**Job**
Print the entries in full, word for word, but not the pictures.

**Data to use**
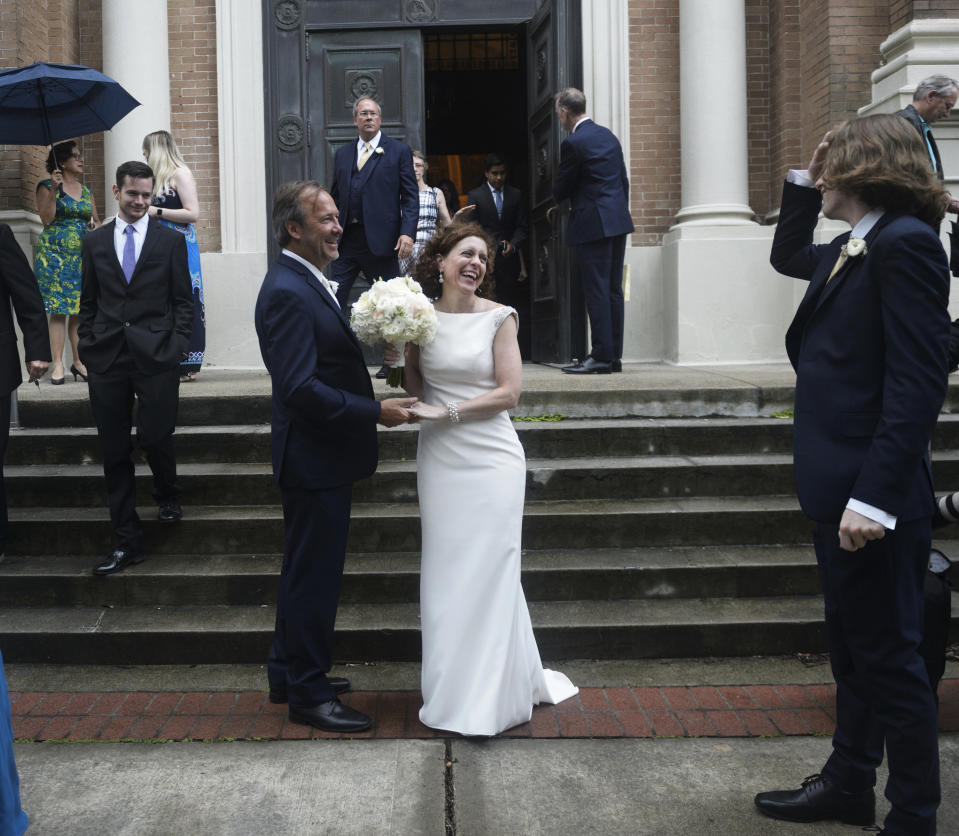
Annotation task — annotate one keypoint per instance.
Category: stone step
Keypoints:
(606, 574)
(218, 443)
(622, 629)
(376, 527)
(242, 483)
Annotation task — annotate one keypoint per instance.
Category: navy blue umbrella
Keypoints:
(45, 103)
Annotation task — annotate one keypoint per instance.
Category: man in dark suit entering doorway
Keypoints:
(592, 176)
(501, 211)
(136, 314)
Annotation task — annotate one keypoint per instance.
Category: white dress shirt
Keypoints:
(139, 235)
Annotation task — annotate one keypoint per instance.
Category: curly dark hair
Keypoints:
(883, 162)
(59, 154)
(426, 271)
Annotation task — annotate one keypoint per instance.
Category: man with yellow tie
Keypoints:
(375, 190)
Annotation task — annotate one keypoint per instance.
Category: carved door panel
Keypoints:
(344, 66)
(558, 309)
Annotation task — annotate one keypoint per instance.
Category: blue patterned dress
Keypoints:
(56, 260)
(171, 200)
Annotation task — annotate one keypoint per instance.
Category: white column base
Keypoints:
(231, 282)
(723, 301)
(716, 214)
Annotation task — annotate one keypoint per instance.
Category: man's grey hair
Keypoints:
(288, 206)
(941, 85)
(572, 99)
(356, 105)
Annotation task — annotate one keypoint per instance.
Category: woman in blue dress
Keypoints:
(67, 210)
(176, 205)
(13, 821)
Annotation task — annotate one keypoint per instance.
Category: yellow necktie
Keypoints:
(364, 156)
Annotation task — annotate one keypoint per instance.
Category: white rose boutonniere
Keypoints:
(854, 248)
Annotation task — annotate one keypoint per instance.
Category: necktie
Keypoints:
(129, 253)
(364, 156)
(926, 133)
(838, 265)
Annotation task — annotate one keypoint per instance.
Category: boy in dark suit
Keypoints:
(136, 314)
(868, 343)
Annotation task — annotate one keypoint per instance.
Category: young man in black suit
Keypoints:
(18, 289)
(869, 343)
(501, 211)
(136, 314)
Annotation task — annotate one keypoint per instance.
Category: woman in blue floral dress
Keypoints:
(67, 210)
(176, 205)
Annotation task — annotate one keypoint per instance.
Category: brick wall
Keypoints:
(655, 186)
(193, 105)
(785, 96)
(758, 100)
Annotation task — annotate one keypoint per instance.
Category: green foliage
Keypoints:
(528, 418)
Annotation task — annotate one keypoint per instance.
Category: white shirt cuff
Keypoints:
(875, 514)
(800, 177)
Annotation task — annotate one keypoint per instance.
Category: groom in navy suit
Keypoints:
(869, 343)
(323, 440)
(592, 175)
(375, 189)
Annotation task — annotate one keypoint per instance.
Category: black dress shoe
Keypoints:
(818, 800)
(589, 366)
(332, 716)
(340, 685)
(170, 511)
(120, 559)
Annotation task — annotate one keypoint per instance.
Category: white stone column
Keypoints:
(136, 54)
(713, 115)
(232, 277)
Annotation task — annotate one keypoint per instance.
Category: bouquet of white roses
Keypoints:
(397, 312)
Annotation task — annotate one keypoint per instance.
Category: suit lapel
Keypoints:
(325, 298)
(831, 285)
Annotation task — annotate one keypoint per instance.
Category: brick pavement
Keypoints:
(705, 711)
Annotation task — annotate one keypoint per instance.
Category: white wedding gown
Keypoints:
(481, 667)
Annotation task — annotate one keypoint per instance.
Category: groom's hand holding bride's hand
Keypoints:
(395, 411)
(425, 412)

**Full solution**
Annotation task — annotate one keypoint per instance.
Category: stone step
Keypoints:
(606, 574)
(218, 443)
(622, 629)
(376, 527)
(242, 483)
Annotation task — annotate one keypoint per instance.
Category: navy blue umbrella
Keypoints:
(45, 103)
Annotation task — annotate one keypoint per instance.
Category: man in dark suit entering doorway
Keypoints:
(592, 176)
(501, 211)
(136, 314)
Annotation task — annotate one keypoint per instance.
Category: white dress shirt
Keypoints:
(139, 235)
Annotation task — annotate one keypoint per instance.
Category: curly dark hair
Keypoints:
(883, 162)
(59, 154)
(426, 271)
Annotation task — annotate one keypoint per instance.
Category: man with yellow tie
Keypoints:
(375, 190)
Annotation task — annotate one keypoint per instance.
Category: carved door panel
Keypoints:
(344, 66)
(558, 309)
Annotation task — annotate one keypoint per instance.
Category: blue patterned dress
Keypoints:
(56, 260)
(171, 200)
Annotation task — annotate one keypoint per instance.
Category: white column base
Keypoints:
(231, 282)
(723, 301)
(716, 214)
Annotation task — annotate one keypoint per instance.
Category: man's grey hair
Keypoints:
(288, 206)
(941, 85)
(572, 99)
(356, 105)
Annotation task — annotate one keypoint per instance.
Category: woman in blue dress
Keypoints:
(67, 210)
(176, 205)
(13, 821)
Annotation task — annotate one keypoint per instance.
Category: yellow necktie
Keypoints:
(364, 156)
Annotation task — annotate one keypoint per instance.
Category: white rose boutonniere
Keypoints:
(854, 248)
Annotation task — annotate one keypoint per instance.
Category: necktie
Keypoints:
(129, 253)
(364, 156)
(926, 133)
(838, 265)
Annotation task — annotate one keypoint per instance.
Category: boy in dark suit
Keypoints:
(136, 314)
(868, 343)
Annotation task — annotate one keypoint per instance.
Category: young man in black suit
Keypoints:
(18, 289)
(869, 343)
(501, 211)
(136, 314)
Annotation task — annotate one keypoint per instance.
Category: woman in blue floral dress
Keypoints:
(67, 210)
(176, 205)
Annotation task — annotate one keypoint per instance.
Category: brick wall
Keypoints:
(655, 186)
(193, 105)
(785, 96)
(758, 100)
Annotation task — annotate one keypoint per instance.
Category: green foliage
Keypoints:
(528, 418)
Annotation task — annotate one keypoint per instance.
Category: white shirt cuff
Keypoints:
(875, 514)
(800, 177)
Annotation task — annotate one keypoint per instance.
Category: groom in navy suit
Keypoints:
(869, 343)
(323, 440)
(592, 175)
(375, 189)
Annotation task — annotate one keypoint per instance.
Category: black dress shoe
Keypoints:
(818, 800)
(589, 366)
(332, 716)
(340, 685)
(170, 511)
(120, 559)
Annotation task — annotate one keypoint per instance.
Category: white stone column
Keypoints:
(136, 54)
(713, 115)
(232, 277)
Annotation task — annotate one keypoint per instance.
Category: bouquet of white roses
Keypoints:
(397, 312)
Annotation task — annotate one keypoint per instance.
Category: suit lapel
Keypoints:
(325, 298)
(831, 285)
Annotation task — annotate one keypoint per instance.
Category: brick pavement
Keypoints:
(705, 711)
Annotation task — annotate one keypoint per instance.
Category: white wedding gown
Keypoints:
(481, 667)
Annotation task — annotate one keypoint per instance.
Category: groom's hand holding bride's hand
Keypoints:
(395, 411)
(425, 412)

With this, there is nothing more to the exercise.